> [Goals]:
(A) Using the io_uring mailing-list message below, decide whether each statement agrees with it. For each, answer yes or no and quote the words that settle it. (i) The subject line is about posting a msg_ring CQE in task context. (ii) The message was sent on a Monday. (iii) The quoted patch description proposes pushing the CQEs into the overflow list.
(B) From the stored data below, repeat word for word the lines starting at the line that contains "the yellow piping" and ending with the last line of that data, both ends included.

> [Selected excerpt]:
◇ ◇ ◇ ◇ ◇
From: Jens Axboe <[email protected]>
To: Pavel Begunkov <[email protected]>,
Dylan Yudaken <[email protected]>,
"[email protected]" <[email protected]>
Subject: Re: [PATCH for-next 5/7] io_uring: post msg_ring CQE in task context
Date: Tue, 6 Dec 2022 09:06:00 -0700 [thread overview]
Message-ID: <[email protected]> (raw)
In-Reply-To: <[email protected]>
On 12/6/22 3:42?AM, Pavel Begunkov wrote:
> On 12/5/22 15:18, Jens Axboe wrote:
>> On 12/5/22 8:12?AM, Dylan Yudaken wrote:
>>> On Mon, 2022-12-05 at 04:53 -0700, Jens Axboe wrote:
>>>> On 12/4/22 7:44?PM, Pavel Begunkov wrote:
>>>>> We want to limit post_aux_cqe() to the task context when -
>>>>>> task_complete
>>>>> is set, and so we can't just deliver a IORING_OP_MSG_RING CQE to
>>>>> another
>>>>> thread. Instead of trying to invent a new delayed CQE posting
>>>>> mechanism
>>>>> push them into the overflow list.
◇ ◇ ◇ ◇ ◇
(Stored data)
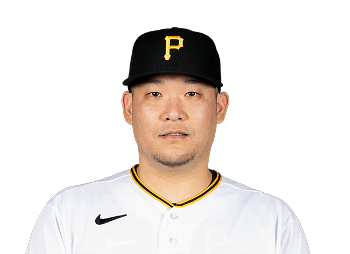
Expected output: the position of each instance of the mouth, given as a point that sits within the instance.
(174, 135)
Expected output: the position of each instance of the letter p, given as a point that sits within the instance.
(168, 46)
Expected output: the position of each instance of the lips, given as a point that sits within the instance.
(174, 132)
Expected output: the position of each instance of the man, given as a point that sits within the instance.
(170, 202)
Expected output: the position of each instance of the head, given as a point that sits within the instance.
(174, 88)
(168, 102)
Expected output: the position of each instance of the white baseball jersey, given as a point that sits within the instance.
(120, 214)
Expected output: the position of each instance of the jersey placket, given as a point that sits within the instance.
(171, 233)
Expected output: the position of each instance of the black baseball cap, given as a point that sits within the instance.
(177, 51)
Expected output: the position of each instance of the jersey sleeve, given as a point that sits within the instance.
(293, 239)
(47, 233)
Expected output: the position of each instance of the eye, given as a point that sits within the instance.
(154, 94)
(192, 94)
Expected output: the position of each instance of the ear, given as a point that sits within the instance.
(222, 103)
(127, 106)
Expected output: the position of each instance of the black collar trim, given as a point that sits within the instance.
(216, 176)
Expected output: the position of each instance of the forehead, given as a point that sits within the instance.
(181, 79)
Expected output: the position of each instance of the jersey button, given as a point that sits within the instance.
(173, 240)
(174, 216)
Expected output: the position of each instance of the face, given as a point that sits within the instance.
(174, 103)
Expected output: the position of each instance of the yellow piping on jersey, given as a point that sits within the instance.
(184, 203)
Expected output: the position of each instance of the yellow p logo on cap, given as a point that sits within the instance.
(168, 46)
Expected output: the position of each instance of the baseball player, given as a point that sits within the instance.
(170, 202)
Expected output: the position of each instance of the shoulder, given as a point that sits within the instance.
(91, 192)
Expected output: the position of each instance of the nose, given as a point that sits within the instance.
(174, 110)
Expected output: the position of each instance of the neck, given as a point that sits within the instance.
(176, 184)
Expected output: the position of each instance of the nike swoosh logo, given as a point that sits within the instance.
(100, 221)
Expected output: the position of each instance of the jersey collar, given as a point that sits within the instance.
(184, 203)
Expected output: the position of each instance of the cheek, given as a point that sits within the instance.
(144, 120)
◇ ◇ ◇ ◇ ◇
> [Solution list]:
(A)
(i) Yes: "io_uring: post msg_ring CQE in task context"
(ii) No: "Tue, 6 Dec 2022 09:06:00 -0700"
(iii) Yes: "push them into the overflow list"

(B)
Expected output: the position of each instance of the yellow piping on jersey, given as a point that sits within the instance.
(184, 203)
Expected output: the position of each instance of the yellow p logo on cap, given as a point that sits within the instance.
(168, 46)
Expected output: the position of each instance of the baseball player, given as a point that sits within the instance.
(170, 202)
Expected output: the position of each instance of the shoulder, given as a point that sits within the instance.
(91, 192)
Expected output: the position of each instance of the nose, given as a point that sits within the instance.
(174, 110)
Expected output: the position of each instance of the neck, given as a point that sits within the instance.
(176, 184)
Expected output: the position of each instance of the nike swoosh logo, given as a point that sits within the instance.
(100, 221)
Expected output: the position of each instance of the jersey collar, given as a point that sits within the instance.
(184, 203)
Expected output: the position of each instance of the cheek, given as a point that sits within the instance.
(144, 120)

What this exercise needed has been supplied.